Please print each of the entries below exactly.

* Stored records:
━━━
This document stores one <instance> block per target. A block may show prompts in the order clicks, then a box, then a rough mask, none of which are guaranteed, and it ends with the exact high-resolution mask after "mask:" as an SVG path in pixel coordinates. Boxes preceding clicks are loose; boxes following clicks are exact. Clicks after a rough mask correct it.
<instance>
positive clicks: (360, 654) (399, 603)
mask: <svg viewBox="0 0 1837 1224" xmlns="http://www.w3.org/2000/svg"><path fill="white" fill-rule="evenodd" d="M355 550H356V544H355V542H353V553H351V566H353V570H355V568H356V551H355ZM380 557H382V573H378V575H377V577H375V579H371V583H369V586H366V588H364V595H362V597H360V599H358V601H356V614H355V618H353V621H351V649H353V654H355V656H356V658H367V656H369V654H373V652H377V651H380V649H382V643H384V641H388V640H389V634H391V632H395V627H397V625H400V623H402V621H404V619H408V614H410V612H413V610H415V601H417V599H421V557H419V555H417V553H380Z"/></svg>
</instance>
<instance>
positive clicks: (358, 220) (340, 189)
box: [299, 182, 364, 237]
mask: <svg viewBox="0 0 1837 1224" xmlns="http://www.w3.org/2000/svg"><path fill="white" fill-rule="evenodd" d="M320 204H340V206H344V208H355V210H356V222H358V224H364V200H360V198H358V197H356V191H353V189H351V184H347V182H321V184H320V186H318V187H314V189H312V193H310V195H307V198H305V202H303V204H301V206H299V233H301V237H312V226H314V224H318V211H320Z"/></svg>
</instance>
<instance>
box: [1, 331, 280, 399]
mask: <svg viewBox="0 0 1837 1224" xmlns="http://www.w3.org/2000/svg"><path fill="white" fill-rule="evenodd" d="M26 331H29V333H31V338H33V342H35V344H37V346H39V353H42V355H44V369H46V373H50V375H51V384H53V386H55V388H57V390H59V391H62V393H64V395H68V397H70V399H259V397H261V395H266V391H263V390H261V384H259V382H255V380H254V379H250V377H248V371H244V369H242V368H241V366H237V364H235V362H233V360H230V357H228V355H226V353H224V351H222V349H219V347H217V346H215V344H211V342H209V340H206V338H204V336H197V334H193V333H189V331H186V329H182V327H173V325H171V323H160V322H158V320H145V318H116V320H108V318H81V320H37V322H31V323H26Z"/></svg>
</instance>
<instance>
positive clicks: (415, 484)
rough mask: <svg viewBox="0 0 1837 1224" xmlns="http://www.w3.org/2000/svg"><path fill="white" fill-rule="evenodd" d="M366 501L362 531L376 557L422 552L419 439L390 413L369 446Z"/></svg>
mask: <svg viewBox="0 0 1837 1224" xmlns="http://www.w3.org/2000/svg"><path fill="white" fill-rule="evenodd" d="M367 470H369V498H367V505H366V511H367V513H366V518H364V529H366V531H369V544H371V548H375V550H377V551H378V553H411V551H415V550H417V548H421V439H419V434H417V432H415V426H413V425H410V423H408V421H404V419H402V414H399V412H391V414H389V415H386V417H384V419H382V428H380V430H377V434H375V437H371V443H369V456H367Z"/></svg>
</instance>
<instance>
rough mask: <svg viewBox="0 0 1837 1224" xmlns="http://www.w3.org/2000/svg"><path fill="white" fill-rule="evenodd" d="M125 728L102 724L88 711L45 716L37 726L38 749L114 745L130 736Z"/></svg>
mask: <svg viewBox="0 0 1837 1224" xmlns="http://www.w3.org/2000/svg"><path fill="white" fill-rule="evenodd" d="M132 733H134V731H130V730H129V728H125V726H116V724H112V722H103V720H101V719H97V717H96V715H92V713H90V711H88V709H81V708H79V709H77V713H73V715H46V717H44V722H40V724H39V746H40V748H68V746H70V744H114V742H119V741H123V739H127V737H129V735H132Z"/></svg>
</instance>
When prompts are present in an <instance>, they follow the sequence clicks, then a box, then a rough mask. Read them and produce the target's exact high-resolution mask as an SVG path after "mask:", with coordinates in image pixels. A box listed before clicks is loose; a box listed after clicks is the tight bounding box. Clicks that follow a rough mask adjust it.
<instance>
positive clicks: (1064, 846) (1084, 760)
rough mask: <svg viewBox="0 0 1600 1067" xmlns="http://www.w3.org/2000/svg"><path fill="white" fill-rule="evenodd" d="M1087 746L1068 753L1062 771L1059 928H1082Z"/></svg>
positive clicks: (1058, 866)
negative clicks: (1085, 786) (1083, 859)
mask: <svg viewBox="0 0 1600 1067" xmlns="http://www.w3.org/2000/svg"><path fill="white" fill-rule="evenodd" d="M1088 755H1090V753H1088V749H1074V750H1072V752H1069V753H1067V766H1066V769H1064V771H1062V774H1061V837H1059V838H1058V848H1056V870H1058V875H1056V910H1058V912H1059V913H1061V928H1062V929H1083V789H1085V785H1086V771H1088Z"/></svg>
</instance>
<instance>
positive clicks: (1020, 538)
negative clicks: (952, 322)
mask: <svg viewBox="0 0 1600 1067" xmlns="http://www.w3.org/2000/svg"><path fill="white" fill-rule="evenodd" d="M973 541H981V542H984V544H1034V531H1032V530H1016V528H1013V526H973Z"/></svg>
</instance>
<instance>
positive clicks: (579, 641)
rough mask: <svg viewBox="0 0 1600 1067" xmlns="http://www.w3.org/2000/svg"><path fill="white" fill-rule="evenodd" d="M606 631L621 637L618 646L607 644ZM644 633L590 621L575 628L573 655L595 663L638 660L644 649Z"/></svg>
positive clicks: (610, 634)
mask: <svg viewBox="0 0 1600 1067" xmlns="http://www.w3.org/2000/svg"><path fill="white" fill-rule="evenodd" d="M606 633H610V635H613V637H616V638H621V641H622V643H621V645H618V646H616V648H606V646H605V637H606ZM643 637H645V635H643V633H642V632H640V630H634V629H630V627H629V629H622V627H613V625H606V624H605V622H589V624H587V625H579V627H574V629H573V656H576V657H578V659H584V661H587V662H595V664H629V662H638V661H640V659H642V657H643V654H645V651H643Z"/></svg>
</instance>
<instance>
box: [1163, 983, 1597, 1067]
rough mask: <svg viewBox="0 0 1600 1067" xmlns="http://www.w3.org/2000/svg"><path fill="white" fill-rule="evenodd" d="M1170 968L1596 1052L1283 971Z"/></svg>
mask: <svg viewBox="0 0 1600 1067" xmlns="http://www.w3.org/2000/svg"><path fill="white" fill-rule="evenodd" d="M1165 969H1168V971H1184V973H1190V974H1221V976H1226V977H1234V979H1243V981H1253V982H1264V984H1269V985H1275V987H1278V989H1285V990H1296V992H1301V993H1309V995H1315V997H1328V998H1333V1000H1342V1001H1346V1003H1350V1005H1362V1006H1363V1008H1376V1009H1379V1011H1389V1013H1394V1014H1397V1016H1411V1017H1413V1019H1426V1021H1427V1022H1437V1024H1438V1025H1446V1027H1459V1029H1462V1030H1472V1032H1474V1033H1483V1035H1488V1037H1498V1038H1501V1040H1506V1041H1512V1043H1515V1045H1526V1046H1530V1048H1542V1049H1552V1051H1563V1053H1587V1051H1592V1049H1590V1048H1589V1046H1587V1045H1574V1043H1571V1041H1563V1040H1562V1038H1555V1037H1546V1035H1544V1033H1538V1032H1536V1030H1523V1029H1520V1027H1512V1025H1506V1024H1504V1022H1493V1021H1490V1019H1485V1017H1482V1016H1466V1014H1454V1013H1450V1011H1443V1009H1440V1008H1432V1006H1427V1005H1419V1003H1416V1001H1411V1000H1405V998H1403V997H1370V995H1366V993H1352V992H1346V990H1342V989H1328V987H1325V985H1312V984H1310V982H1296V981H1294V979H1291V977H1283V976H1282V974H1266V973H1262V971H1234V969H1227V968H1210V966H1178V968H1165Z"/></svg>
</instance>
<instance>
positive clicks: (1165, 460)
━━━
* TASK RESPONSE:
This document stores one <instance> block per target. A block may show prompts in the order clicks, then a box, then a rough mask, none of which are guaranteed, and it ends with the exact high-resolution mask after "mask:" as an SVG path in pixel coordinates. Boxes preceding clicks are loose; boxes following clicks are exact. Clicks after a rough mask correct it.
<instance>
positive clicks: (360, 654) (399, 603)
mask: <svg viewBox="0 0 1837 1224" xmlns="http://www.w3.org/2000/svg"><path fill="white" fill-rule="evenodd" d="M355 550H356V544H355V542H353V553H351V566H353V570H355V568H356V551H355ZM380 557H382V573H378V575H377V577H375V579H371V583H369V586H366V588H364V595H362V597H360V599H358V601H356V614H355V618H353V621H351V649H353V654H355V656H356V658H367V656H369V654H373V652H377V651H380V649H382V643H384V641H388V640H389V634H391V632H395V627H397V625H400V623H402V621H404V619H408V614H410V612H413V610H415V601H417V599H421V557H419V555H417V553H380Z"/></svg>
</instance>
<instance>
positive clicks: (358, 220) (340, 189)
box: [299, 182, 364, 237]
mask: <svg viewBox="0 0 1837 1224" xmlns="http://www.w3.org/2000/svg"><path fill="white" fill-rule="evenodd" d="M320 204H340V206H344V208H355V210H356V222H358V224H364V200H360V198H358V197H356V191H353V189H351V184H347V182H321V184H320V186H318V187H314V189H312V193H310V195H307V198H305V202H303V204H301V206H299V233H301V237H312V226H314V224H318V211H320Z"/></svg>
</instance>
<instance>
box: [1, 331, 280, 399]
mask: <svg viewBox="0 0 1837 1224" xmlns="http://www.w3.org/2000/svg"><path fill="white" fill-rule="evenodd" d="M26 331H29V333H31V338H33V342H35V344H37V346H39V353H42V355H44V369H46V373H50V375H51V384H53V386H55V388H57V390H59V391H62V393H64V395H68V397H70V399H259V397H261V395H266V391H263V390H261V384H259V382H255V380H254V379H250V377H248V371H244V369H242V368H241V366H237V364H235V362H233V360H230V357H228V355H226V353H224V351H222V349H219V347H217V346H215V344H211V342H209V340H206V338H204V336H197V334H193V333H189V331H186V329H182V327H173V325H171V323H160V322H158V320H145V318H116V320H108V318H81V320H37V322H31V323H26Z"/></svg>
</instance>
<instance>
positive clicks: (415, 484)
rough mask: <svg viewBox="0 0 1837 1224" xmlns="http://www.w3.org/2000/svg"><path fill="white" fill-rule="evenodd" d="M366 501L362 531L376 557L422 552L419 439L390 413L369 446Z"/></svg>
mask: <svg viewBox="0 0 1837 1224" xmlns="http://www.w3.org/2000/svg"><path fill="white" fill-rule="evenodd" d="M367 470H369V498H367V505H366V511H367V513H366V518H364V529H366V531H369V544H371V548H375V550H377V551H378V553H411V551H415V550H417V548H421V439H419V434H417V432H415V426H413V425H410V423H408V421H404V419H402V414H399V412H391V414H389V415H386V417H384V419H382V428H380V430H377V434H375V437H371V443H369V456H367Z"/></svg>
</instance>
<instance>
rough mask: <svg viewBox="0 0 1837 1224" xmlns="http://www.w3.org/2000/svg"><path fill="white" fill-rule="evenodd" d="M125 728L102 724L88 711L45 716L37 726L38 749L114 745L130 736Z"/></svg>
mask: <svg viewBox="0 0 1837 1224" xmlns="http://www.w3.org/2000/svg"><path fill="white" fill-rule="evenodd" d="M132 733H134V731H130V730H129V728H125V726H116V724H112V722H103V720H101V719H97V717H96V715H92V713H90V711H88V709H81V708H79V709H77V713H73V715H46V717H44V722H40V724H39V746H40V748H68V746H70V744H114V742H119V741H123V739H127V737H129V735H132Z"/></svg>
</instance>
When prompts are present in an <instance>, they follow the sequence clicks, then a box, then a rough mask. Read them and produce the target's exact high-resolution mask as an SVG path after "mask:", with coordinates in image pixels. A box listed before clicks is loose; a box listed after clicks is the tight bounding box. Clicks that follow a rough mask adjust it.
<instance>
positive clicks: (1064, 846) (1084, 760)
rough mask: <svg viewBox="0 0 1600 1067" xmlns="http://www.w3.org/2000/svg"><path fill="white" fill-rule="evenodd" d="M1087 746L1068 753L1062 771L1059 928H1082Z"/></svg>
positive clicks: (1058, 866)
negative clicks: (1085, 786) (1083, 859)
mask: <svg viewBox="0 0 1600 1067" xmlns="http://www.w3.org/2000/svg"><path fill="white" fill-rule="evenodd" d="M1088 755H1090V753H1088V749H1074V750H1072V752H1069V753H1067V766H1066V769H1064V771H1062V774H1061V837H1059V838H1058V848H1056V870H1058V875H1056V910H1058V912H1059V913H1061V928H1062V929H1083V789H1085V785H1086V771H1088Z"/></svg>
</instance>
<instance>
positive clicks: (1020, 538)
negative clicks: (952, 322)
mask: <svg viewBox="0 0 1600 1067" xmlns="http://www.w3.org/2000/svg"><path fill="white" fill-rule="evenodd" d="M973 541H981V542H984V544H1034V531H1032V530H1016V528H1013V526H973Z"/></svg>
</instance>
<instance>
positive clicks: (579, 641)
rough mask: <svg viewBox="0 0 1600 1067" xmlns="http://www.w3.org/2000/svg"><path fill="white" fill-rule="evenodd" d="M606 631L621 637L618 646L607 644ZM644 633L590 621L575 628L573 655L595 663L638 660L644 649Z"/></svg>
positive clicks: (610, 634)
mask: <svg viewBox="0 0 1600 1067" xmlns="http://www.w3.org/2000/svg"><path fill="white" fill-rule="evenodd" d="M606 633H610V635H613V637H616V638H621V641H622V643H621V645H618V646H616V648H606V646H605V637H606ZM643 637H645V635H643V633H642V632H640V630H634V629H630V627H629V629H622V627H613V625H606V624H605V622H589V624H587V625H579V627H574V629H573V656H576V657H578V659H584V661H587V662H595V664H629V662H638V661H640V659H642V657H643V654H645V651H643Z"/></svg>
</instance>
<instance>
box: [1163, 983, 1597, 1067]
rough mask: <svg viewBox="0 0 1600 1067" xmlns="http://www.w3.org/2000/svg"><path fill="white" fill-rule="evenodd" d="M1170 968L1596 1052L1283 971Z"/></svg>
mask: <svg viewBox="0 0 1600 1067" xmlns="http://www.w3.org/2000/svg"><path fill="white" fill-rule="evenodd" d="M1165 969H1168V971H1184V973H1190V974H1221V976H1226V977H1234V979H1243V981H1253V982H1264V984H1269V985H1275V987H1278V989H1285V990H1296V992H1301V993H1309V995H1315V997H1328V998H1333V1000H1342V1001H1346V1003H1350V1005H1362V1006H1363V1008H1376V1009H1379V1011H1389V1013H1394V1014H1397V1016H1411V1017H1413V1019H1426V1021H1427V1022H1437V1024H1438V1025H1446V1027H1459V1029H1462V1030H1472V1032H1474V1033H1483V1035H1488V1037H1498V1038H1501V1040H1506V1041H1512V1043H1515V1045H1526V1046H1530V1048H1542V1049H1552V1051H1563V1053H1587V1051H1592V1049H1590V1048H1589V1046H1587V1045H1574V1043H1571V1041H1563V1040H1562V1038H1555V1037H1546V1035H1544V1033H1538V1032H1536V1030H1523V1029H1520V1027H1512V1025H1506V1024H1504V1022H1493V1021H1490V1019H1485V1017H1482V1016H1466V1014H1454V1013H1450V1011H1443V1009H1440V1008H1432V1006H1427V1005H1419V1003H1416V1001H1411V1000H1405V998H1403V997H1370V995H1366V993H1352V992H1346V990H1342V989H1328V987H1325V985H1312V984H1310V982H1296V981H1294V979H1291V977H1283V976H1282V974H1266V973H1262V971H1234V969H1227V968H1210V966H1178V968H1165Z"/></svg>
</instance>
<instance>
positive clicks: (1165, 460)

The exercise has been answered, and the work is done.